* _Trecho da página_
----

Reparem nas imagens abaixo, todas as funções como transferências, pagamentos, etc, são como os “contatos” de um app de mensagens. As interações, são semelhantes a uma conversa através de chatbot. Uma experiência do usuário certeira para o publico a qual se destina certo?Mas então, a burocracia ou até mesmo má fé do Governo Federal tornou todo esse esforço de usabilidade inútil. Quando os aplicativos de Internet Banking surgiram a quase 10 anos atrás, o propósito era que as pessoas deixassem de ir até as agências enfrentarem filas para poderem fazer todas as transações bancárias no conforto de casa ou de onde elas estivessem. Mas o aplicativo da Caixa Tem teve uma “ideia brilhante”: adicionar uma fila virtual para ter acesso aos app:Mas isso é um completo absurdo, tanto para os usuários em si, como para uma analise de UX. E o pior é que quando a fila acaba e finalmente chega a vez do usuário, o aplicativo ainda pergunta se você realmente quer entrar e ser atendido (o que seria obvio já que o usuário ficou horas na fila). Ainda por cima, se quando a fila acabar, você não estiver com o app ativo, você perde a vez e volta para o final:Segundo a própria Caixa, isso é por causa do grande número de pessoas acessando o aplicativo ao mesmo tempo, mas isso não faz sentido. Imaginem que eu faça meu próprio aplicativo para vender por exemplo, bolinhos. Eu tenho uma expectativa de receber de 100 a 300 usuários ao mesmo tempo, mas como meus bolinhos são muito gostosos, acabei tendo um pico de acesso de mais de 1500 pessoas, e ai para o meu aplicativo não cair, eu acabei criando uma fila de acesso. Mas reparem que isso foi preciso, por que eu não sei quantas pessoas vão se interessar pelos meus bolinhos e acessarem meu app, mas no caso da Caixa, eles sabem exatamente quantas pessoas vão acessar (já que o Governo Federal já tem os dados, ou seja, o número de pessoas aprovadas para receber o auxílio), logo, se 40 milhões de brasileiros foram contemplados a receber o auxílio, é plausível que essa mesma quantidade queira acessar o app para movimentar o dinheiro, logo, a infra deve estar preparada para esse tipo de volume.
Montar e manter uma infraestrutura para 40 milhões de acessos, não é algo de outro mundo, principalmente para um governo ou para um grande banco. Fazendo uma pesquisa rápida em serviços na nuvem como Amazon AWS, Google Cloud e IBM, a média para manter servidores online para um volume desse tamanho, seria em torno dos 2 a 2.5 milhões de reais por mês. Não me parece um valor tão alto para algo do tamanho do Governo Federal não é mesmo? Já que só em benefícios pagos, são mais de 35 bilhões liberados.
Outro problema do aplicativo, são os “bugs” que podem deixar pessoas mais simples bem confusas. Por exemplo, para realizar pagamentos de boleto, é exibida uma mensagem que apenas “a partir de tal horário”. Mas mesmo quando passamos aquele horário a mensagem se repete, indicando que ou o horário do servidor é diferente do fuso horário brasileiro, ou o recurso só está indisponível mesmo:
Conclusão
O aplicativo Caixa Tem tinha tudo para ser um excelente case de UX, onde milhões de brasileiros, muitos deles sem bancarização iriam usar uma ferramenta com uma ótima UX e acessibilidade, para o acesso ao benefício do auxílio emergencial. Mas por má fé ou mal gerenciamento e planejamento do Governo Federal, acabou se tornando uma aberração que dificultou e frustrou o público alvo pretendido a receber essa ajuda tão essencial. Não à toa, o aplicativo na PlayStore é um dos mais mal avaliados, apesar das avaliações irônicas com 5 estrelas:A grande lição que podemos tirar disso, para nós que somos profissionais da área é que não importa o quão boa seja a nossa interface ou elementos de UX, as regras de negócio e a infraestrutura precisam ser coerentes e úteis para o usuário, se não tudo o que fizermos será apenas mais um meio de causar mais dores e problemas para o usuário, do que soluções.

----

* _Linhas fornecidas_
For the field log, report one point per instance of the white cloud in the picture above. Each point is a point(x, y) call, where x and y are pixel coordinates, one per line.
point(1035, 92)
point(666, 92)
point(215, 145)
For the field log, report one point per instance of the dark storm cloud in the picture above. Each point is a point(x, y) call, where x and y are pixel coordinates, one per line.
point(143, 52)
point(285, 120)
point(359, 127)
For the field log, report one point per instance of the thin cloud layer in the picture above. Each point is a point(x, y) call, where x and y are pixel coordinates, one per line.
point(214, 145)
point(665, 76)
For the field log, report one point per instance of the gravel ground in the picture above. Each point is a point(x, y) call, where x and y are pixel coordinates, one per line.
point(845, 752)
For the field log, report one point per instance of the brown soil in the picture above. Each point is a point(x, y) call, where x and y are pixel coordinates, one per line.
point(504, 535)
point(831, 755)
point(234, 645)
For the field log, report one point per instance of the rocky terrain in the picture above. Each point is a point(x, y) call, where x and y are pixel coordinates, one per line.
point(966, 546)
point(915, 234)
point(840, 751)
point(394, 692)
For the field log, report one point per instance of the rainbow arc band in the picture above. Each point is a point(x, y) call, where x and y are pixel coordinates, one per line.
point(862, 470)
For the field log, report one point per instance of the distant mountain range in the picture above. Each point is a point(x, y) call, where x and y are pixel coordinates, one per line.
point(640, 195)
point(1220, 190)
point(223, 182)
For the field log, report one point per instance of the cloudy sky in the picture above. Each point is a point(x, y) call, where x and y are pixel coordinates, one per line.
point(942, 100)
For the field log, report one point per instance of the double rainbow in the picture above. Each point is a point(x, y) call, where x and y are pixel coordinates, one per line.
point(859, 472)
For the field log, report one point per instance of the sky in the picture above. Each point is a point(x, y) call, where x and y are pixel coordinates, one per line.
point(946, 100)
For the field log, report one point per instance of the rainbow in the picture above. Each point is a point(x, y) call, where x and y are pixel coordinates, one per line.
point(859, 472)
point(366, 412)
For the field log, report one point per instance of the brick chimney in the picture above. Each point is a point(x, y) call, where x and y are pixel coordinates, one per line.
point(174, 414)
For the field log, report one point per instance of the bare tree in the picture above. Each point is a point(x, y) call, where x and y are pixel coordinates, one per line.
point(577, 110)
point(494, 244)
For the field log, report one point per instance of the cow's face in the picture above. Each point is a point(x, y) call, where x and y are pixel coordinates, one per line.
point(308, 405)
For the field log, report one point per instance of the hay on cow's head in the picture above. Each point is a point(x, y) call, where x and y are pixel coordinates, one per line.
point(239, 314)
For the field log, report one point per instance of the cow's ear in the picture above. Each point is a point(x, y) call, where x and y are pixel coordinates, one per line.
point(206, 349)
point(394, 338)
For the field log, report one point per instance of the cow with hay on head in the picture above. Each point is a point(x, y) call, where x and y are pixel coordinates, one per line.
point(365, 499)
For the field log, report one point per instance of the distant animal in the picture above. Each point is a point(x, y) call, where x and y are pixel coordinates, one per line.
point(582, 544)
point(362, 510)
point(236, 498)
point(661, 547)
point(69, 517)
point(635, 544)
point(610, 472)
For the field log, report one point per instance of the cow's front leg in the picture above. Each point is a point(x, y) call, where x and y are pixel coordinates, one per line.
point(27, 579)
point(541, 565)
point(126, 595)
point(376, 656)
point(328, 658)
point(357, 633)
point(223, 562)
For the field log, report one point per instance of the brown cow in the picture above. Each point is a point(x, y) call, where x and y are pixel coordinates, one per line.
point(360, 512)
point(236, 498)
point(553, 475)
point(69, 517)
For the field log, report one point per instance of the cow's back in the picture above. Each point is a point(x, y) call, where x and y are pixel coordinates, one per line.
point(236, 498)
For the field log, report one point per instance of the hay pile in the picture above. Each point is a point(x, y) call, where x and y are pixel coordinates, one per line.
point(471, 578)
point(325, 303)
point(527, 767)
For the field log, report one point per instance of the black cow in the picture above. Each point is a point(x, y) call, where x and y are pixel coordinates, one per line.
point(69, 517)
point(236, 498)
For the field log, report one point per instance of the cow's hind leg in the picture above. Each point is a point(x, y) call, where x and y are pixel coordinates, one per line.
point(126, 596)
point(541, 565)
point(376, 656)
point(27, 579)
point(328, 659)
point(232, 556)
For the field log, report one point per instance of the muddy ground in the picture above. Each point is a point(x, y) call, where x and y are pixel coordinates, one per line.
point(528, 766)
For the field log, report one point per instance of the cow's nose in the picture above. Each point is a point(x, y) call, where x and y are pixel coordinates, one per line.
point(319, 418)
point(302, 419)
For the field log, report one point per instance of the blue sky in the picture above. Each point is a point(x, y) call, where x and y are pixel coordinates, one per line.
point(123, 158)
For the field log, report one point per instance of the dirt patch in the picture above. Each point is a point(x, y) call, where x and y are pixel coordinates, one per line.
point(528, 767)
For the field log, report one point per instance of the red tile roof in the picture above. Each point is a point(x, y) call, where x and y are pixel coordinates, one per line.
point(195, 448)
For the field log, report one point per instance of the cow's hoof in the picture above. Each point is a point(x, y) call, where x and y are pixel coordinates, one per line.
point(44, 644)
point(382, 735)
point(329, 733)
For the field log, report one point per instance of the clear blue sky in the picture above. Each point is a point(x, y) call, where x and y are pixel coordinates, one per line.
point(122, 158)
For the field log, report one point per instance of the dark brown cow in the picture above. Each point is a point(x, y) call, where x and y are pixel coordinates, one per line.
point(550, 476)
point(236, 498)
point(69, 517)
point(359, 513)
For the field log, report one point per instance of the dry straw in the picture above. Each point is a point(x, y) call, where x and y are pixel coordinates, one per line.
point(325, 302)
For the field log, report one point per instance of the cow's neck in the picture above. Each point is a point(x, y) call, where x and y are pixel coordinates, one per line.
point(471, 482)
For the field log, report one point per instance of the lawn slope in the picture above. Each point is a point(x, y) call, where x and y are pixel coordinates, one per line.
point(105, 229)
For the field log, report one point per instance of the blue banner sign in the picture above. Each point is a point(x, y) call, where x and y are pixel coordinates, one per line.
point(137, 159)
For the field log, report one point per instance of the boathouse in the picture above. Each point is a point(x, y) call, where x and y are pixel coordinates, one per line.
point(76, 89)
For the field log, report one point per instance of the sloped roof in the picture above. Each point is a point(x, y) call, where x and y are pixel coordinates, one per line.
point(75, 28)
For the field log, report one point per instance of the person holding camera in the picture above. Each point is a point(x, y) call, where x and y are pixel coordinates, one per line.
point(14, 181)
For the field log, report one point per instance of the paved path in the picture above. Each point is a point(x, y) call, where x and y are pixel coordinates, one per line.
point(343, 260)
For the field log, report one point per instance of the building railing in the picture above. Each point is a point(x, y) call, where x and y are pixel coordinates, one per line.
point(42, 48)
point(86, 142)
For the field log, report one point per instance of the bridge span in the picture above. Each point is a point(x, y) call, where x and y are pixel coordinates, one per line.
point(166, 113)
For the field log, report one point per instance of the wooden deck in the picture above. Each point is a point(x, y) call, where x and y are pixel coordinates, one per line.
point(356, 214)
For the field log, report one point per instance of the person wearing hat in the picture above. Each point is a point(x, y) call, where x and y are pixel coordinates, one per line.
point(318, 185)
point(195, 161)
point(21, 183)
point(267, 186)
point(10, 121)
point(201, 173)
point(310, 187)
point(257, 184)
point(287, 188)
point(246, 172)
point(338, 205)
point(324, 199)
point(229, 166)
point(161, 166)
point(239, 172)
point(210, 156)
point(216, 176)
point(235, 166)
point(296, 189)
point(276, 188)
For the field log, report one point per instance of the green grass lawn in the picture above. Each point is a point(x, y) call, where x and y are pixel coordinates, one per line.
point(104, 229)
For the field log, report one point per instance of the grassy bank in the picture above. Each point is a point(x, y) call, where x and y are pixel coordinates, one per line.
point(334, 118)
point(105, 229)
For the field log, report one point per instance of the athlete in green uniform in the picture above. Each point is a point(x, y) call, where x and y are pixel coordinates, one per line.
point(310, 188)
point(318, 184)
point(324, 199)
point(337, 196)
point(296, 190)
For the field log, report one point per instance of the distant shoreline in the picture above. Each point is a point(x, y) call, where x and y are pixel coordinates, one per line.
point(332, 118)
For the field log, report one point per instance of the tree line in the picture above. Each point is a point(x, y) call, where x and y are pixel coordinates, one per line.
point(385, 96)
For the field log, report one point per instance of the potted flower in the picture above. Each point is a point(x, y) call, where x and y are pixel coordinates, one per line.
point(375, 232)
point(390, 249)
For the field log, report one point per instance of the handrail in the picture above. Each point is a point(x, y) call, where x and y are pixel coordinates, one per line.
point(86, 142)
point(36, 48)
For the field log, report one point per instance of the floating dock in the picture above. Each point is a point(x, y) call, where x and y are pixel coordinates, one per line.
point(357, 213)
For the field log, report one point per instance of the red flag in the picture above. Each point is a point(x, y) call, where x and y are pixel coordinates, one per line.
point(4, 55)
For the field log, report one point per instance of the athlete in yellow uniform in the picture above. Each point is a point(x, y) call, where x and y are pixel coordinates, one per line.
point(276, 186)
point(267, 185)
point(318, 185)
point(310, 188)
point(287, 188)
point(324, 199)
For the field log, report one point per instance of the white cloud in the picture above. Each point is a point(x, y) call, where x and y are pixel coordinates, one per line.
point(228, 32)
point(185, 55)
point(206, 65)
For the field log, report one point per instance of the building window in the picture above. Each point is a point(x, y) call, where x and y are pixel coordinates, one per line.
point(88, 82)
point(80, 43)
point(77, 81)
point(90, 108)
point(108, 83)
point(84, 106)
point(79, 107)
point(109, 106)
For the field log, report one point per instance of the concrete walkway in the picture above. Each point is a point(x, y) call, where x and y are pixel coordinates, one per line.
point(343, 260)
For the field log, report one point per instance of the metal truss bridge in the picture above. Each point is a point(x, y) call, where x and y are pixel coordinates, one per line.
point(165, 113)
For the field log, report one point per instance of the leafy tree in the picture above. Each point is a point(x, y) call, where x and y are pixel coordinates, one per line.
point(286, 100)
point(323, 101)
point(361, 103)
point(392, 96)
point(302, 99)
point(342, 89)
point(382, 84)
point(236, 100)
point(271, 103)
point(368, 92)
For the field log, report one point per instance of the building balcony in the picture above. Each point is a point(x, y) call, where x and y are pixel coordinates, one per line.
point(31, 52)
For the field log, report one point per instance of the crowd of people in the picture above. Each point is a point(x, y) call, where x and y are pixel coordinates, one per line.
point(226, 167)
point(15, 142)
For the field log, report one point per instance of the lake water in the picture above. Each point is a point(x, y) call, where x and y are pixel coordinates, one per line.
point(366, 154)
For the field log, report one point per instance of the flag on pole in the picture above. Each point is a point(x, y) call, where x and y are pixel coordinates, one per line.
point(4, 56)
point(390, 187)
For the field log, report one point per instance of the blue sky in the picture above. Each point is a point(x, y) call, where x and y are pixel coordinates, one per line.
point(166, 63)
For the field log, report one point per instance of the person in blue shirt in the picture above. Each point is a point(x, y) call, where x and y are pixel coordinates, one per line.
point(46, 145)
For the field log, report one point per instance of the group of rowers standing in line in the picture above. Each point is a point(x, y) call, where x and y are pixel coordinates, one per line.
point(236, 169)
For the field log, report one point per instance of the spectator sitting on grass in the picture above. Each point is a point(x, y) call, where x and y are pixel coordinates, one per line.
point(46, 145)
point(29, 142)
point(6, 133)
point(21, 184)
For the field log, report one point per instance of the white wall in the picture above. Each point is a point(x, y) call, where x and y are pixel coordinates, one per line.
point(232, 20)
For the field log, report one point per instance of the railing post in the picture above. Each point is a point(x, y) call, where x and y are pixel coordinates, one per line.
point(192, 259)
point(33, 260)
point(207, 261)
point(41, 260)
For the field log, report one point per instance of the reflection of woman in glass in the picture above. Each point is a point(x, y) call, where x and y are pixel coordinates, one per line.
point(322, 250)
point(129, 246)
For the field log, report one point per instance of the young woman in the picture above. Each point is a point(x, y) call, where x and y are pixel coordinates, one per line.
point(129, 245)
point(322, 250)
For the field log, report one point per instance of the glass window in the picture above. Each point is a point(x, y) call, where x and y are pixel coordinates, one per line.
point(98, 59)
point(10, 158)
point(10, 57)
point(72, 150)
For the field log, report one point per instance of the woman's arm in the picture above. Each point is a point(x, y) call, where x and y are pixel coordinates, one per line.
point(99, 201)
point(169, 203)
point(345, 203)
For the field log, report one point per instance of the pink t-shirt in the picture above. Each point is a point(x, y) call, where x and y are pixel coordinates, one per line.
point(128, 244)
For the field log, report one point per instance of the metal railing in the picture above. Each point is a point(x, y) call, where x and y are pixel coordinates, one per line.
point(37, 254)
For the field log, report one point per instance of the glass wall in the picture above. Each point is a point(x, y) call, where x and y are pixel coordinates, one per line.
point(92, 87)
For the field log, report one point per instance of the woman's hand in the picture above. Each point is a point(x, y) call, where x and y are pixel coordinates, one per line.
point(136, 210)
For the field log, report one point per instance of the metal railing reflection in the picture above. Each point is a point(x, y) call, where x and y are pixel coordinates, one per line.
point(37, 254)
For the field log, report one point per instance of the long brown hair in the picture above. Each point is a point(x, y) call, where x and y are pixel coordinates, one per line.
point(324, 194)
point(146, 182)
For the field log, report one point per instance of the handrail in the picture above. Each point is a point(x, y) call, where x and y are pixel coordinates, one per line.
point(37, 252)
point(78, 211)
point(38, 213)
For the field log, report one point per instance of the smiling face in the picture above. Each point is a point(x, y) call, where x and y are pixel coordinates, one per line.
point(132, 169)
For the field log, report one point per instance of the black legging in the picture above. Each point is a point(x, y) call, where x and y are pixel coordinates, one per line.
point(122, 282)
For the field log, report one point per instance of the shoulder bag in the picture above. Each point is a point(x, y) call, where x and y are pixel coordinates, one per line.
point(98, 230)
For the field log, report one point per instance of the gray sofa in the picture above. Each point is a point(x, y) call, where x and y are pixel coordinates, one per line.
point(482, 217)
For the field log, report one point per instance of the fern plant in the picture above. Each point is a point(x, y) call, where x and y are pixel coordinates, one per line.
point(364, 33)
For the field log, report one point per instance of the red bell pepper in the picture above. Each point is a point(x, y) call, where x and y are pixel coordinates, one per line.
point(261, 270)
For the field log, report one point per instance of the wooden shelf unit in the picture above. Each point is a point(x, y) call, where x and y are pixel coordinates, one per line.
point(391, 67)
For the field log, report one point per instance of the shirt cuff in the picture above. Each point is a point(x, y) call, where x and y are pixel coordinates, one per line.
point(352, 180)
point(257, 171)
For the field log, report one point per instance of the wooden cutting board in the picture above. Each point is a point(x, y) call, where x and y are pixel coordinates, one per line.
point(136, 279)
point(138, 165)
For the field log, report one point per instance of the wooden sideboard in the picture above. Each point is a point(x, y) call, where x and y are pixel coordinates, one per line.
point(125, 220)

----

* _Explore o material_
A – Copie do texto sobre o aplicativo Caixa Tem o trecho que começa nas palavras "Montar e manter" e termina após as palavras "35 bilhões liberados.".
B – Resuma em duas frases o texto sobre o aplicativo Caixa Tem.

* _Respostas por tarefa_
A –
Montar e manter uma infraestrutura para 40 milhões de acessos, não é algo de outro mundo, principalmente para um governo ou para um grande banco. Fazendo uma pesquisa rápida em serviços na nuvem como Amazon AWS, Google Cloud e IBM, a média para manter servidores online para um volume desse tamanho, seria em torno dos 2 a 2.5 milhões de reais por mês. Não me parece um valor tão alto para algo do tamanho do Governo Federal não é mesmo? Já que só em benefícios pagos, são mais de 35 bilhões liberados.

B – O aplicativo Caixa Tem organiza suas funções como os contatos de um app de mensagens, mas passou a exigir uma fila virtual de acesso, embora a Caixa saiba quantas pessoas receberiam o auxílio e uma infraestrutura para 40 milhões de acessos custasse, segundo o texto, cerca de 2 a 2,5 milhões de reais por mês. Somando a isso bugs como a mensagem de horário para pagamento de boletos, o texto conclui que uma boa interface não basta se as regras de negócio e a infraestrutura não forem coerentes e úteis para o usuário.